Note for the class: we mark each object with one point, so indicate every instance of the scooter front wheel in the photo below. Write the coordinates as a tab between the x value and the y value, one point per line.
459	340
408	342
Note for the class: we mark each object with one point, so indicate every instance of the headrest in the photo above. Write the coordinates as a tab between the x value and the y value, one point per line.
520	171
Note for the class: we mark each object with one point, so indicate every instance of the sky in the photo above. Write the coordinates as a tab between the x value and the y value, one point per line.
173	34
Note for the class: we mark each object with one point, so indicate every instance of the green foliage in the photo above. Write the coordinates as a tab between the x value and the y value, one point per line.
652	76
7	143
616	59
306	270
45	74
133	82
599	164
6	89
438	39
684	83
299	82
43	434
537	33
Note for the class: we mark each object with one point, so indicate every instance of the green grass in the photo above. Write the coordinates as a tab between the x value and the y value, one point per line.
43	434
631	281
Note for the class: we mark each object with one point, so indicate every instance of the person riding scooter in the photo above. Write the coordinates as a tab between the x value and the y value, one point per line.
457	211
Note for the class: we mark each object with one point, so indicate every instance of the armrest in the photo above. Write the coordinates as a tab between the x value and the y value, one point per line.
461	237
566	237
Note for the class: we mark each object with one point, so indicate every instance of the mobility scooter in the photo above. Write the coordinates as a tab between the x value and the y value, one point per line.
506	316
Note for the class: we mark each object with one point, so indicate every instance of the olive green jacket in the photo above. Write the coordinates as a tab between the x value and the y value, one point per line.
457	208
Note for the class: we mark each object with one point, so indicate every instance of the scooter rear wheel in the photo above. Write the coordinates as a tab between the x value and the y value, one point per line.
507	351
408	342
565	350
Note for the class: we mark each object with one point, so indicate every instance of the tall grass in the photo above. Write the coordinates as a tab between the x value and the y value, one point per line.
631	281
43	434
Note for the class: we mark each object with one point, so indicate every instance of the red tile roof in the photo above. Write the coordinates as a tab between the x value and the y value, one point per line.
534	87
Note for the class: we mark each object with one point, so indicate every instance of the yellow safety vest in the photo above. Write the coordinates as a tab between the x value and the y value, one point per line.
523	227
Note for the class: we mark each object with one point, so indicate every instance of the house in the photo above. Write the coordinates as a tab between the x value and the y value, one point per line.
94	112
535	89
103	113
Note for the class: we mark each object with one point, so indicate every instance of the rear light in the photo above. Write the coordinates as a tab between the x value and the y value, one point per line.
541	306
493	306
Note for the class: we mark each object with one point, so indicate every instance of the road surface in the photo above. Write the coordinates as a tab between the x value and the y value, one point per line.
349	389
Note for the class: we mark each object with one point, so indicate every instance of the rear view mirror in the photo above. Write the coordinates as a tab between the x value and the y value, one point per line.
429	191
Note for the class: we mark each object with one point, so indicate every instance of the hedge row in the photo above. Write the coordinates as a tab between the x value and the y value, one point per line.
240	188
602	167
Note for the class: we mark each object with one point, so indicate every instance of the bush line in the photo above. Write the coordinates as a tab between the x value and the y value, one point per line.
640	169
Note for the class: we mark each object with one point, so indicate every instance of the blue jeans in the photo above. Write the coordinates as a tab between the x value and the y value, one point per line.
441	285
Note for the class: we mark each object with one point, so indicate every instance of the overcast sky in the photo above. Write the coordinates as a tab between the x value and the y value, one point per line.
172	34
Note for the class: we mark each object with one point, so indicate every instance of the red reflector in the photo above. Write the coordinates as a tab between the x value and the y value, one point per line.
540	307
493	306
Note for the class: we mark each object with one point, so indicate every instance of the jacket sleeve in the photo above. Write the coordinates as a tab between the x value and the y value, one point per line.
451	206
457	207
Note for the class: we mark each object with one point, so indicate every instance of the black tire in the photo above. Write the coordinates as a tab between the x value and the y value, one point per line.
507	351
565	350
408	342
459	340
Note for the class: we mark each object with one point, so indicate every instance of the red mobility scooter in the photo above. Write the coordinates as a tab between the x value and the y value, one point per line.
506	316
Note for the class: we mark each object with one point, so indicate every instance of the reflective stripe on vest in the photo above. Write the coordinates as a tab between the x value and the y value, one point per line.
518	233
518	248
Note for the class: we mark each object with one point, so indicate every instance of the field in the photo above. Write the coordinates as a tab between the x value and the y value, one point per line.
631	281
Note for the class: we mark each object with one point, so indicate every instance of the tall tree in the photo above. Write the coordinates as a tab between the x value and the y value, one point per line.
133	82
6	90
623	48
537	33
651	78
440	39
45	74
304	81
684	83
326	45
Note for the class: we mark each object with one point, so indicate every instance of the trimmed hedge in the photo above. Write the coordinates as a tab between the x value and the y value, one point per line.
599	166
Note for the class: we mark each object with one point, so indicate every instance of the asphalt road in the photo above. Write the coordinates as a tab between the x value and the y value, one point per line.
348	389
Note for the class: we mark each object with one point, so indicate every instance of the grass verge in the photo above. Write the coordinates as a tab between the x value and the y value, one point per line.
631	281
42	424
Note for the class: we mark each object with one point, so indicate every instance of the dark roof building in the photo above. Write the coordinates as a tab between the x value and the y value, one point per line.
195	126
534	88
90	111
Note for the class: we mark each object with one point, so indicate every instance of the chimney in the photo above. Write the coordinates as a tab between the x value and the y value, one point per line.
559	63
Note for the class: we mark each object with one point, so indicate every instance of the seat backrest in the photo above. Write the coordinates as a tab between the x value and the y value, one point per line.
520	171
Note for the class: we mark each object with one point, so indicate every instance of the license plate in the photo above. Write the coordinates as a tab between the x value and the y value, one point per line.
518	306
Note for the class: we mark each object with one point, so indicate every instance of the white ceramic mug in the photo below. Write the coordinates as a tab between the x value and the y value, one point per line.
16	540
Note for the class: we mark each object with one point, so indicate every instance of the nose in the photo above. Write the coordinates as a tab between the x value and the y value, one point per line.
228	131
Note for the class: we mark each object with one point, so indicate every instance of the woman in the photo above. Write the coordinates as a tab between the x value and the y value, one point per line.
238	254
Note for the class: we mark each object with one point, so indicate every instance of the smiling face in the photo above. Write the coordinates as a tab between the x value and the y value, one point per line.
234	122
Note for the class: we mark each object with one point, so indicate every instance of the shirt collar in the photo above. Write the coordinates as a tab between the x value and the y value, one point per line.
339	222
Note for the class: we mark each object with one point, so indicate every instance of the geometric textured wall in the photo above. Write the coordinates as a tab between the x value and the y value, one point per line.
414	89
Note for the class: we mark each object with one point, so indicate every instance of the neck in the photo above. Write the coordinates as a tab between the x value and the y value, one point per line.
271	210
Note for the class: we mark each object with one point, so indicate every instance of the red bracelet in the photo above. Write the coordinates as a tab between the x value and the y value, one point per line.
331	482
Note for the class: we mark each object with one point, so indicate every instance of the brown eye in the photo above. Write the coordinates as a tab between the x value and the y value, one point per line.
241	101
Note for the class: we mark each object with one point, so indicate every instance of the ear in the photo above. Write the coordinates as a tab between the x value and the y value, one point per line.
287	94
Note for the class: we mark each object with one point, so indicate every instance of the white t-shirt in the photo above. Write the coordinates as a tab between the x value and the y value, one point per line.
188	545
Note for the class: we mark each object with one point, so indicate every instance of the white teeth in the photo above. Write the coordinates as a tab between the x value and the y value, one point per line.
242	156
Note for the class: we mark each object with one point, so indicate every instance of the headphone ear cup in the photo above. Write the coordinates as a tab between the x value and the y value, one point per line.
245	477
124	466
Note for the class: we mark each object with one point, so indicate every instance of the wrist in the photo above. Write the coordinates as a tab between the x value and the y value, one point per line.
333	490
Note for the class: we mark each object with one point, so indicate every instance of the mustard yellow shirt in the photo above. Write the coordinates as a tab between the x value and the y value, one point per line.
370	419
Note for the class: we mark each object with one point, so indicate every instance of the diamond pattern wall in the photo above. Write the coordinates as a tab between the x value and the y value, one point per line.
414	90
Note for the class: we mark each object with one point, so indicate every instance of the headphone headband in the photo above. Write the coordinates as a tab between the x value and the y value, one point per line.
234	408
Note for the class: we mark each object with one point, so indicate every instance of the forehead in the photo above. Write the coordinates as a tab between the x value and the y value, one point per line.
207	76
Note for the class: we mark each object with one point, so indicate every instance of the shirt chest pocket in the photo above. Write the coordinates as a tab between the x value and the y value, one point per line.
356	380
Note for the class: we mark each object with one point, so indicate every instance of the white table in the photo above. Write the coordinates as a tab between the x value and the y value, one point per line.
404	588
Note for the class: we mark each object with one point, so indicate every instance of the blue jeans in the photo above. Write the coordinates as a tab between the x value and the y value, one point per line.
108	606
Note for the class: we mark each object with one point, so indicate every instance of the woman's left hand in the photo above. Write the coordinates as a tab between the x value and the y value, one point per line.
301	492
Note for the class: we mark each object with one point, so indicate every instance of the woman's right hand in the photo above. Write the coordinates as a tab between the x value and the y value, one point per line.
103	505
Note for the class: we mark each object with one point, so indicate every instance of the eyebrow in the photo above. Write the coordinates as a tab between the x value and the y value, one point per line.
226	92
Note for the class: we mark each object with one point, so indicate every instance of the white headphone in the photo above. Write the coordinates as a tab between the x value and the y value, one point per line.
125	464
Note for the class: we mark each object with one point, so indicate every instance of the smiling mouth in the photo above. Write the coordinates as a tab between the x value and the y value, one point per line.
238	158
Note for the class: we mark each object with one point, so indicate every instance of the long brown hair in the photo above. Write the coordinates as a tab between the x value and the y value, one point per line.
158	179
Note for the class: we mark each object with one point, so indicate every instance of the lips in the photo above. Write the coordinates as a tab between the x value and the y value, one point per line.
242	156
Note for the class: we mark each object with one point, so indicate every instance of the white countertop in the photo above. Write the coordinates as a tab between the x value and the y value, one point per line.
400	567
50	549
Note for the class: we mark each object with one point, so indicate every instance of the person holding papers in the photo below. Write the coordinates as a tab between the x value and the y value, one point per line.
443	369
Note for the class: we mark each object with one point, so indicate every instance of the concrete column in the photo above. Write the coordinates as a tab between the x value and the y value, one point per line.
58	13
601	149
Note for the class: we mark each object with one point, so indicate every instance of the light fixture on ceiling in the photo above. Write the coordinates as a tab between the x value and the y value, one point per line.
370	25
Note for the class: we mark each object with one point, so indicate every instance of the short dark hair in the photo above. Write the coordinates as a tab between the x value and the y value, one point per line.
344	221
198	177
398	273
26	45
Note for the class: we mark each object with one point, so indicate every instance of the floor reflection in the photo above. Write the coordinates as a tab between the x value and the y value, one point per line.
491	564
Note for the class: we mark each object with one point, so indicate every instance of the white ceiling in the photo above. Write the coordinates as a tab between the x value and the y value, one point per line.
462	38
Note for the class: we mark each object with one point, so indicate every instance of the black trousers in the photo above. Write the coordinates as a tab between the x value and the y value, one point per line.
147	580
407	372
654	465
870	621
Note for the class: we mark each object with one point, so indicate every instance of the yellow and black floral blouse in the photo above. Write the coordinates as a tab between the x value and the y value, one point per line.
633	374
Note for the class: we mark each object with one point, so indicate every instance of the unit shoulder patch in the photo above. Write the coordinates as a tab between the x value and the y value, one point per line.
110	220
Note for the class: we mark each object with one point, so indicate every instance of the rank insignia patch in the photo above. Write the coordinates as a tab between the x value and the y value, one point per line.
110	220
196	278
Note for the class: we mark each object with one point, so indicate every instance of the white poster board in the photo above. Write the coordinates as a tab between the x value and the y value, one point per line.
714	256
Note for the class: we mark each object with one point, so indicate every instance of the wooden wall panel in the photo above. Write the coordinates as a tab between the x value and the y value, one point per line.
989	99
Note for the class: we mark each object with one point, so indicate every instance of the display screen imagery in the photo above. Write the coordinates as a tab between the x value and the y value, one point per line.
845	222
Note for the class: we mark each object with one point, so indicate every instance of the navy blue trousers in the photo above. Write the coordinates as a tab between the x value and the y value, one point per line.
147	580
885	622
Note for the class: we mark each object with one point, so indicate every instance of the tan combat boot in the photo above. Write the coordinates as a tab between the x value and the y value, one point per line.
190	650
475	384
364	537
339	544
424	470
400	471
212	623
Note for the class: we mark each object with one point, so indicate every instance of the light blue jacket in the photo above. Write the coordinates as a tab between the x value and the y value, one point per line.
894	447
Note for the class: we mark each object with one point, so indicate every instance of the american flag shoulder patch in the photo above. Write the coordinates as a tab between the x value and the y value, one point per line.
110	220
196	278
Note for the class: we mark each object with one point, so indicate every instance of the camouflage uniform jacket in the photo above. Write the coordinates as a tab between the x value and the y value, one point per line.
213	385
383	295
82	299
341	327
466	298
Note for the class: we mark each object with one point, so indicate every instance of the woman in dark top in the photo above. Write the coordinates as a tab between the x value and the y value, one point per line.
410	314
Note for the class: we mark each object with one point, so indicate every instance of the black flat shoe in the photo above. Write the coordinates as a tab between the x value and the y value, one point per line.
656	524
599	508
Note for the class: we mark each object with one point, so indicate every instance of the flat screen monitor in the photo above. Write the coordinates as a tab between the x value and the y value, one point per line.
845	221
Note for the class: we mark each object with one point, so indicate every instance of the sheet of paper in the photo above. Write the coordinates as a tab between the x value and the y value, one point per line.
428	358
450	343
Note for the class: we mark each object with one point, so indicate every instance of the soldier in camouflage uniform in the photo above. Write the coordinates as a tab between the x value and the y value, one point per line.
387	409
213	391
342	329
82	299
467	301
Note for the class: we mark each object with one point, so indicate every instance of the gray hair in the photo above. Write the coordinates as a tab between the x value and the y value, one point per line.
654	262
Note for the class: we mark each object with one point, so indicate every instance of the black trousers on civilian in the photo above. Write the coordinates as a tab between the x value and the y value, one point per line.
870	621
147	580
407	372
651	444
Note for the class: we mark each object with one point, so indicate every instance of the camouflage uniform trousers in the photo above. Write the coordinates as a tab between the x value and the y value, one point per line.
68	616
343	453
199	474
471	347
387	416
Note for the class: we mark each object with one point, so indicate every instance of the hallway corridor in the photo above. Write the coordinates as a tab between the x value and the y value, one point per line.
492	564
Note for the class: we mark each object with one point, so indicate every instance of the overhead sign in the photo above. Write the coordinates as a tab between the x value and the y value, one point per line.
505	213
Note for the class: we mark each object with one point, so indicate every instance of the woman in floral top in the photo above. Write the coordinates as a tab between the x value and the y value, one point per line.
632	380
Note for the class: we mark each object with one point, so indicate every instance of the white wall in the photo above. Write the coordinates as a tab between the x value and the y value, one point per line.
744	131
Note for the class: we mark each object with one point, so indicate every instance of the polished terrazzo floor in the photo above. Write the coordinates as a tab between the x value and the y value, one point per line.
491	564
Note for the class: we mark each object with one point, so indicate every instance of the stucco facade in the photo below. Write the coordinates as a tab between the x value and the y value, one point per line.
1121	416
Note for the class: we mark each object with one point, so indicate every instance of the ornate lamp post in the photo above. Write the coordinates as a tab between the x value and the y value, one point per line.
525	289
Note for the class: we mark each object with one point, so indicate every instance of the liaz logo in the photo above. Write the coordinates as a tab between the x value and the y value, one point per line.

## What is being asked
Your task is to reproduce, exactly and exclusively, the lines from the one holding "of the stucco" through the final line of the listing.

## Written response
Note for the class: we mark each object with one point, so indicate every instance of the stucco facade in the photo below. Write the coordinates as a tab between the x value and the y value, one point per line.
1121	416
Note for the class: we mark each object with one point, so indicate every instance of the ornate lamp post in the photo above. Write the coordinates as a tab between the x value and the y value, one point per line.
525	289
Note for the class: we mark each object with one point, so indicate every instance of the liaz logo in the photo above. Write the coordinates as a tab between the x value and the y value, one point per line.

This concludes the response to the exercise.